• _What is asked_
Can you reproduce the rows below with each "innermost point" replaced by "central point", everything else unchanged and the pictures left out?

-- START OF Recorded data --

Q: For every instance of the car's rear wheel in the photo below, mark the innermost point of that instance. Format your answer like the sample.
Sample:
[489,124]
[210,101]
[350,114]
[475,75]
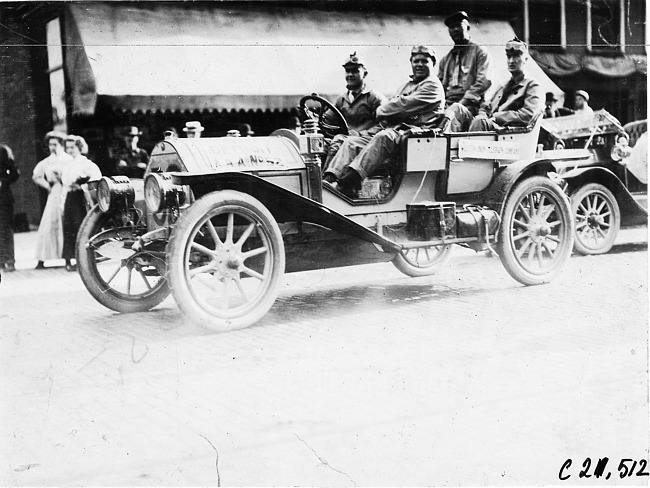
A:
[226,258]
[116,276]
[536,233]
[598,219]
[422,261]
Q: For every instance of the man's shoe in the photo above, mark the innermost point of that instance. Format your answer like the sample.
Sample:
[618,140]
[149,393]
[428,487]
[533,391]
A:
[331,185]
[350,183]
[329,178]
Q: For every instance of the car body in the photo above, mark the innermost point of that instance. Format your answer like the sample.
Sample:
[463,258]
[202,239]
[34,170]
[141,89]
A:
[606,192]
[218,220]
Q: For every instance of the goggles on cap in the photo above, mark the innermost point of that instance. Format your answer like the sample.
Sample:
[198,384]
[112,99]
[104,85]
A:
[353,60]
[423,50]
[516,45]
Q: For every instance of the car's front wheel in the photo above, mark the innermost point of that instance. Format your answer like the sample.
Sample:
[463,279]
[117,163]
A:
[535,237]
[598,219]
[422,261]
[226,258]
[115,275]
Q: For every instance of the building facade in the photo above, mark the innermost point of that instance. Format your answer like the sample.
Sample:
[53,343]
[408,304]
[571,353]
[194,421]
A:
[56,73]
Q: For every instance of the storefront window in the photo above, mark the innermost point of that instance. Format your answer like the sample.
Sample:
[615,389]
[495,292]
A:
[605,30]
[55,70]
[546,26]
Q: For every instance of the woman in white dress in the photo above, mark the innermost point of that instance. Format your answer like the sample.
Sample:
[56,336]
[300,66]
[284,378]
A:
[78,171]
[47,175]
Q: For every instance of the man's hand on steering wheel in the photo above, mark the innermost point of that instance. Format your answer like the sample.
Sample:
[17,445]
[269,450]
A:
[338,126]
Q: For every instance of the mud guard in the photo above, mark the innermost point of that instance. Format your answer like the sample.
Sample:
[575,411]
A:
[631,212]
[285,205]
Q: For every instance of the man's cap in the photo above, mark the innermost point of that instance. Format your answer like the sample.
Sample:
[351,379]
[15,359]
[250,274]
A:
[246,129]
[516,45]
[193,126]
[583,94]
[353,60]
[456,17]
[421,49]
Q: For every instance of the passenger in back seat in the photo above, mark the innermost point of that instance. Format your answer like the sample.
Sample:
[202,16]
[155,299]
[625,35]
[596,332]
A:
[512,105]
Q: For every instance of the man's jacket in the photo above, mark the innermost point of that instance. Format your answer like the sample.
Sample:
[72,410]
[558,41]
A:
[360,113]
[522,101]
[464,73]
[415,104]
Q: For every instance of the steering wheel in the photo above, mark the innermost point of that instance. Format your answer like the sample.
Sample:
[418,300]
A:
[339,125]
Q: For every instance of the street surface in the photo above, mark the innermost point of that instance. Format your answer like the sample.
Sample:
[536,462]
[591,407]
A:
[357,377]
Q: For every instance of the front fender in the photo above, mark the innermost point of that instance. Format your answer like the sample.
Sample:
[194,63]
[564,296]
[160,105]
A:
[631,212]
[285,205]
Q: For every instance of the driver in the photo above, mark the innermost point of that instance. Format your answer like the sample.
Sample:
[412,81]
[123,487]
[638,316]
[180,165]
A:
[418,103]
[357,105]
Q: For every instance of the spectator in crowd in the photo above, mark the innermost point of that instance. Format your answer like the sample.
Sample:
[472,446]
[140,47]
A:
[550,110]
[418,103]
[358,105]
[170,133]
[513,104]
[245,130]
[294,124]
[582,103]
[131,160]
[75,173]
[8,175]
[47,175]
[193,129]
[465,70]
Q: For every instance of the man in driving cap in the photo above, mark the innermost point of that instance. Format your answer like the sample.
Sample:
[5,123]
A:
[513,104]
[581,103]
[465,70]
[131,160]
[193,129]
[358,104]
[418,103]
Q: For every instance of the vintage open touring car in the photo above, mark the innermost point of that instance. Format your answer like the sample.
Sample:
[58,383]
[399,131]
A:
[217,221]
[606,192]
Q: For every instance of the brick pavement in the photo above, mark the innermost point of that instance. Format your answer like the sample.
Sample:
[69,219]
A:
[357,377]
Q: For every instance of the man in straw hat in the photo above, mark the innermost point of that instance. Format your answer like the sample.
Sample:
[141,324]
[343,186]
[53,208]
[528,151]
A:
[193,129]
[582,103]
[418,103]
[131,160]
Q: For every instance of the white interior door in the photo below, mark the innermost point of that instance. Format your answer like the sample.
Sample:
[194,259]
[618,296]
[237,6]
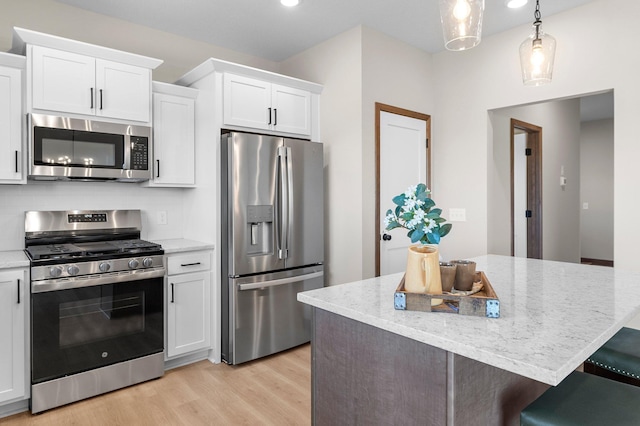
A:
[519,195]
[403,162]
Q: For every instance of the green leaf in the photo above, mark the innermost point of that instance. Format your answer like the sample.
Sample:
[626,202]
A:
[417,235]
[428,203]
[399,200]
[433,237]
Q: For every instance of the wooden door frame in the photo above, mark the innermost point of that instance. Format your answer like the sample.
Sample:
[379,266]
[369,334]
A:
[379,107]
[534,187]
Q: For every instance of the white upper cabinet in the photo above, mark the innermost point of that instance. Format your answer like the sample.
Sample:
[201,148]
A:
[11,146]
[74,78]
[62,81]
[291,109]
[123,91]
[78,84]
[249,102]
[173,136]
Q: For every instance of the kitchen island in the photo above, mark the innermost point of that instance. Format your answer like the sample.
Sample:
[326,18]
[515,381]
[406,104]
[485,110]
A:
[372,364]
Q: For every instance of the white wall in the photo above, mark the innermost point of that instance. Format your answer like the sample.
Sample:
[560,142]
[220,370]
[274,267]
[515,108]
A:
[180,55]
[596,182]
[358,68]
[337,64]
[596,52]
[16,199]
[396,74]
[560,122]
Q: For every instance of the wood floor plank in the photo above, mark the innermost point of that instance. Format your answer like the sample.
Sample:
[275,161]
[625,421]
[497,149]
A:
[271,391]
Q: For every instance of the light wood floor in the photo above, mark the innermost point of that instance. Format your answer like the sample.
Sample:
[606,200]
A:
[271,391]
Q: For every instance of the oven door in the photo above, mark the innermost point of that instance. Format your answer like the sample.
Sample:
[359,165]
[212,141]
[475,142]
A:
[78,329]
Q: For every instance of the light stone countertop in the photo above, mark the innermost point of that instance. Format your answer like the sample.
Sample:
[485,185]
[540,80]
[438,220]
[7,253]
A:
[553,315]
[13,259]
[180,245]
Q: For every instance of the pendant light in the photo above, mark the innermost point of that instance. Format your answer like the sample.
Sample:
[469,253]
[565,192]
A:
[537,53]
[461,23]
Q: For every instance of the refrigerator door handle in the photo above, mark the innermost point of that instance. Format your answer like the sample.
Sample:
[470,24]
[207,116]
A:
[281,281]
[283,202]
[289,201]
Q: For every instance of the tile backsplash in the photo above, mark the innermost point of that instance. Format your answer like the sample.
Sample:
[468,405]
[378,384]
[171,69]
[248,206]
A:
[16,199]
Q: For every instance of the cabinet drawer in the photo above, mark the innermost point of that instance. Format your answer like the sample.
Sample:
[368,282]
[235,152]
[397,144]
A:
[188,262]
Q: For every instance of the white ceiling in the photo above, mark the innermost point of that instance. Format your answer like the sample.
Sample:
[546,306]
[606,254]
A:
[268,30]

-- END OF Recorded data --

• _Solution to this exercise_
Q: For every instance of the car's rear wheel in the photo below, mark the central point of that instance. Format your answer like the sample.
Sample:
[489,124]
[210,101]
[350,114]
[475,75]
A:
[226,258]
[116,276]
[536,233]
[598,219]
[422,261]
Q: For every instance of the man's shoe in the photo above, mark the central point of that instance. Format your answer like the sample.
Sample:
[618,140]
[149,393]
[428,487]
[533,391]
A:
[331,185]
[350,183]
[329,178]
Q: For every instance of the car body in the photo above, mark the central point of that instance. Format your answer like the sample.
Sample:
[463,258]
[202,239]
[34,170]
[141,89]
A:
[606,192]
[218,220]
Q: For every instance of the goggles on cap in the photo above, mark the central point of that instance. Format your answer like the sample.
Sample:
[198,384]
[112,99]
[104,85]
A:
[353,60]
[423,50]
[516,45]
Q: For every instance of the car's front wheel in the photo above, mark the central point of that instance. Format your answer like the sample.
Sample:
[463,279]
[117,163]
A:
[535,237]
[598,219]
[422,261]
[226,258]
[115,275]
Q: For every instance of the building facade in the photo above, mark the central point of that instance. Format your answer like the sample.
Sample:
[53,343]
[408,304]
[571,353]
[194,421]
A:
[56,73]
Q: For every instance of the storefront window in the photo above, mark the central point of that instance. Format your answer like the sample.
Sample:
[615,389]
[495,292]
A:
[605,30]
[55,70]
[546,26]
Q: For every instance of the woman in white dress in the photo above, mark the central point of that instance. Format your answer like the sample.
Sample:
[56,336]
[300,66]
[284,378]
A:
[78,171]
[47,175]
Q: For every instance of the man's hand on steering wheel in the photo above, mark the central point of that instance. Format your answer like the sample.
Sample:
[17,445]
[269,450]
A:
[338,126]
Q: For every instance of the mud guard in the photo above, mark the central point of that instance. Format your answer like the sample.
Sample:
[575,411]
A:
[631,212]
[285,205]
Q: For every instance of the man's cap in the photo above, mark the central point of that instance. Format your answer like the sample.
Sample:
[351,379]
[15,359]
[250,274]
A:
[246,129]
[516,45]
[193,126]
[583,94]
[353,60]
[456,17]
[421,49]
Q: For every instance of the passenger in back seat in the photo above, mark the central point of that instance. Format your answer like the sample.
Sample:
[202,16]
[155,299]
[625,35]
[596,332]
A:
[512,105]
Q: For every instance of the man's jacket in the photo above, mark the central point of that instance. Format your answer like the sample.
Sample:
[72,410]
[558,41]
A:
[360,113]
[522,101]
[464,73]
[415,104]
Q: For every instance of the steering wheel in the photo above, mark the central point of that instance. Format your answer like the sample.
Sample:
[418,300]
A:
[339,125]
Q: For every instance of the street surface in the photo above, mark the central point of that instance. Format your answer like the sample.
Sample:
[536,462]
[591,407]
A:
[357,377]
Q: For every instance of the front fender in the photo above, mark the central point of that instance. Format your answer like the sample.
Sample:
[194,63]
[564,296]
[160,105]
A:
[631,212]
[285,205]
Q: For every instance of the driver in the photo above, mark the central point of that instance. Format your answer like the sample.
Sample:
[412,81]
[123,487]
[638,316]
[180,165]
A:
[418,103]
[357,105]
Q: For every instance of the spectator in crowd in the photo above, mark the central point of that instance. Format your answer like the sample.
Sample:
[472,446]
[140,47]
A:
[550,110]
[418,103]
[358,105]
[170,133]
[513,104]
[245,130]
[294,124]
[582,103]
[131,160]
[75,173]
[8,175]
[47,175]
[193,129]
[465,70]
Q: For every instance of the man in driving cap in the photo above, mark the central point of that instance. Format your answer like the sample.
Sample:
[5,123]
A:
[513,104]
[581,103]
[465,70]
[131,160]
[193,129]
[358,104]
[418,103]
Q: For every instance of the vintage open touring car in the photo above, mark the central point of that instance. Format your answer like the sample.
Sample:
[58,383]
[399,131]
A:
[217,221]
[606,192]
Q: For every instance of the brick pavement in the photo above, mark the central point of that instance. Format your answer like the sample.
Sample:
[69,219]
A:
[357,377]
Q: For every instance of the man in straw hat in the photo above, mark the central point of that instance. Format your answer like the sample.
Sample:
[141,324]
[343,186]
[53,208]
[528,151]
A:
[193,129]
[582,103]
[418,103]
[131,160]
Q: For every instance of the white interior door in the photo below, mark the central point of that instance. Format your answer like the sample.
Sample:
[194,259]
[618,296]
[237,6]
A:
[519,195]
[403,162]
Q: For every instance of the green leaf in the photo above, mark the central point of that instance. Format your answer like the sample.
Sample:
[626,202]
A:
[417,235]
[428,203]
[399,200]
[433,237]
Q: For every instance of the wooden door frame in the photo above, mark the central point of that instance. Format your answer like the sample.
Sample:
[379,266]
[369,334]
A:
[379,107]
[534,187]
Q: For every instance of the white upper cabinet in the photo above, mark the central point of that instance. Format your answer like the sample.
Sample:
[201,148]
A:
[11,146]
[74,78]
[62,81]
[291,109]
[123,91]
[78,84]
[249,102]
[173,136]
Q: For every instance of the kitchen island in the photo above, mark the central point of that instance. Format your answer like the sample.
Sample:
[326,18]
[515,381]
[406,104]
[485,110]
A:
[372,364]
Q: For every instance of the white wall in the photo above, mark the central point of that instance. Format your answer like the sample.
Sample:
[560,142]
[220,370]
[274,267]
[515,108]
A:
[180,55]
[596,182]
[358,68]
[337,64]
[596,52]
[16,199]
[396,74]
[560,122]
Q: For every instance of the wood floor plank in the photo above, mark the central point of that instance. Format your answer like the sample.
Sample:
[275,161]
[625,421]
[497,149]
A:
[271,391]
Q: For every instance of the light wood floor in the photo above, mark the central point of that instance. Format your answer like the sample.
Sample:
[606,200]
A:
[271,391]
Q: For every instance of the oven door in the photo above, mark the central point of that instance. Format your answer like the sample.
Sample:
[359,165]
[212,141]
[475,142]
A:
[78,329]
Q: For every instance of the light stone countertop in the photo above, mark the central point of that instance. Format your answer like the sample.
Sample:
[485,185]
[540,80]
[438,220]
[7,253]
A:
[553,315]
[13,259]
[180,245]
Q: For every instance of the pendant light in the photo above, mark the central point of that instance. Format your answer like the sample.
Sample:
[469,253]
[565,192]
A:
[537,53]
[461,23]
Q: For every instance of the refrigerator door handle in the photo above, mark the central point of that instance. Format your answer like the sample.
Sample:
[470,24]
[207,116]
A:
[281,281]
[283,202]
[289,201]
Q: For every instance of the tile backsplash in the photo above, mark the central point of that instance. Format your answer like the sample.
Sample:
[468,405]
[378,384]
[171,69]
[248,206]
A:
[16,199]
Q: For every instance of the cabinet drawer in the photo above, mark the central point of that instance. Format your answer like the sample.
Sample:
[368,282]
[235,152]
[397,144]
A:
[188,262]
Q: For every instance of the white ceiling in the photo above, mark the central point of that instance. Format your answer like the sample.
Sample:
[546,306]
[606,254]
A:
[268,30]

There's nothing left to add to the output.